## [Study text]
****************************************

Think of natural selection acting on organisms’ phenotypes as a wind that can change speed and direction (either gradually or rapidly), or cease at any time for good (‘stasis’). The wind pushes a paintbrush on a canvas. A ‘breakthrough’ protein is produced whenever the paintbrush paints a letter. To avoid overspecifying the complexity, the letter can be any of the 26 capital letters of the English language. In addition, to avoid overspecifying the complexity, the letter does not have to be perfect (figure 1). To qualify minimally as a letter, a curve painted on the canvas must fall within a band, ¼ the height of letter thick, surrounding the actual curves of the letter in question. The outline requirement is approximately satisfied by the font Eras Bold ITC. Since natural selection cannot ‘see’ the value of the letters in advance, and partly formed letters are of no survival value to any organism, a letter will be painted only when the natural selection, for totally unrelated causes, happens to move in a way that paints a letter. Only when this occurs does the letter itself become the object of natural selection—purifying selection that will prevent overwriting of the letter, and directional selection that will eventually improve the letter to print quality.

Tooth-changing mutation20

A mutation in the Fgf3 gene causes human (and mouse) molars to be malformed, small, and lacking a hypocone.21 Far from being a novelty, this is, at best, a crude throwback to an earlier condition. To begin with, this consideration assumes evolution by invoking an Asian fossil primate, the hypocone-less Bahinina, as the ancestral state. As it turns out, this is not even a particularly good ‘evolutionary throwback’, as the resemblance of the malformed human teeth to the presumed ancestral state is only partial, and is that for which the interference of other genes is blamed.

Finally, this example is all the less impressive in view of the fact that the hypocone is believed to have appeared numerous times in different mammalian lineages, and repeatedly, even during the course of primate evolution. This is thus yet another example of so-called evolutionary convergence. These violate evolutionary nested hierarchies, and contradict the Evolutionary Tree of Life that Asher stresses so strongly throughout this book.

Gene duplication and vertebrate paired limbs22

Again, this example assumes evolution in an attempt to ‘prove’ evolution. The doubled state of the Tbx4/5 gene in vertebrates, relative to the single state of the Tbx4/5 gene in the presumed-ancestral-state exhibited by the extant cephalochordate amphioxus, is assumed to have arisen as a result of gene duplication (as opposed to separate, special creation). The ‘advanced’ morphological features that differentiate vertebrates from cephalochordates, such as migratory neural crest cells, a cranium, an endoskeleton, etc., are also tacitly assumed to have been ‘added on’ by evolutionary processes.

****************************************

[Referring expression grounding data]
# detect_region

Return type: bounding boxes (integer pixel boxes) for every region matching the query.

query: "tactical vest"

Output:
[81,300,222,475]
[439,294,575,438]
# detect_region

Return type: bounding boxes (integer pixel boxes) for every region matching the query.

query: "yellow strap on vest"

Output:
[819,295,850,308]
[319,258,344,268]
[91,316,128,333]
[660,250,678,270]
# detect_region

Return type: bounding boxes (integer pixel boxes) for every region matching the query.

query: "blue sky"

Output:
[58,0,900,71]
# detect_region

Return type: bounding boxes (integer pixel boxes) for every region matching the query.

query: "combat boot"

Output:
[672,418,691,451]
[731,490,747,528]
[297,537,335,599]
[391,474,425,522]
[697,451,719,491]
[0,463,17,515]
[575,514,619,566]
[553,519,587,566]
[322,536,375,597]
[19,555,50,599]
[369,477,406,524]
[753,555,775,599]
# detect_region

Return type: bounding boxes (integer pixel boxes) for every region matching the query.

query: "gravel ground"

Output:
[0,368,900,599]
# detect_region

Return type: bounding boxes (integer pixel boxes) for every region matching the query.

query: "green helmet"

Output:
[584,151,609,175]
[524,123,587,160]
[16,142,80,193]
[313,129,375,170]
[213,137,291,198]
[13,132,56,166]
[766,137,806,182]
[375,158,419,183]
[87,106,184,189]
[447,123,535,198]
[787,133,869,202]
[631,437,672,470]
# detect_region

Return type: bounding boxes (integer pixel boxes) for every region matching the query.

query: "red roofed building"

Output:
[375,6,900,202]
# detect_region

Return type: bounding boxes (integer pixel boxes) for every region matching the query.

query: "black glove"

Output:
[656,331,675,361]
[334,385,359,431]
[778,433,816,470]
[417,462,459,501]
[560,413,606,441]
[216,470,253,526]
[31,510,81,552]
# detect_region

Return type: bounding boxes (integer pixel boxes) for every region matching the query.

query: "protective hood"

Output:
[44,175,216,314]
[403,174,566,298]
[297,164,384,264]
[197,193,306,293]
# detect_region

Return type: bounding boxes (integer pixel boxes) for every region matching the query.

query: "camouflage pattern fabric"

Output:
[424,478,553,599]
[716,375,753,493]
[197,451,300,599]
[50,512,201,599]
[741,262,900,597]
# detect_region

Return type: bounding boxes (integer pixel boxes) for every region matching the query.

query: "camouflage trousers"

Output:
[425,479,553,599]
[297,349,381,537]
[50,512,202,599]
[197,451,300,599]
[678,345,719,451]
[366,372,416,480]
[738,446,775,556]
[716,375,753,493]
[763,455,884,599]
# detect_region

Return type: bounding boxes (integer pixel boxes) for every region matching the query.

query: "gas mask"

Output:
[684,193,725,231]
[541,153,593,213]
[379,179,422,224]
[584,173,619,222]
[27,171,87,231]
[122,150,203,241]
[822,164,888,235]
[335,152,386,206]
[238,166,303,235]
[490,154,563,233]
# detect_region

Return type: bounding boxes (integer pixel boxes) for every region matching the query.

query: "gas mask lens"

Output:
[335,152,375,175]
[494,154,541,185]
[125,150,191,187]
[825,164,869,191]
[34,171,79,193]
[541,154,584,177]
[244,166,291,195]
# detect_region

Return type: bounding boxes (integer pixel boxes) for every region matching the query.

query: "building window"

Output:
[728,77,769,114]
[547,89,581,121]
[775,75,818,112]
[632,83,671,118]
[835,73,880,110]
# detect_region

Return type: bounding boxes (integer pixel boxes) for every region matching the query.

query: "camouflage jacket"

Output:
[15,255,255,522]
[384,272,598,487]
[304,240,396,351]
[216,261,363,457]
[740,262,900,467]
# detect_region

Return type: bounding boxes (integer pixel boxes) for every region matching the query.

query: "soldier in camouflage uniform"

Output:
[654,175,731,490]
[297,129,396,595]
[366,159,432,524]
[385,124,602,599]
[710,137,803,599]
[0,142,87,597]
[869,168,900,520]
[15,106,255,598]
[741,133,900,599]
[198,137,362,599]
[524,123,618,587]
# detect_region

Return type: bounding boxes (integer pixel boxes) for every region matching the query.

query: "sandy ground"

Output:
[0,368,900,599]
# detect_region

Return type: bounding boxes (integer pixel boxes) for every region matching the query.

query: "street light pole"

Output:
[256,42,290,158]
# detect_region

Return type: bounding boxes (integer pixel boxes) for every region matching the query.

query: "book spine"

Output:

****************************************

Reproduce the part of the study text starting at "Finally, this example" and ending at "throughout this book.".

Finally, this example is all the less impressive in view of the fact that the hypocone is believed to have appeared numerous times in different mammalian lineages, and repeatedly, even during the course of primate evolution. This is thus yet another example of so-called evolutionary convergence. These violate evolutionary nested hierarchies, and contradict the Evolutionary Tree of Life that Asher stresses so strongly throughout this book.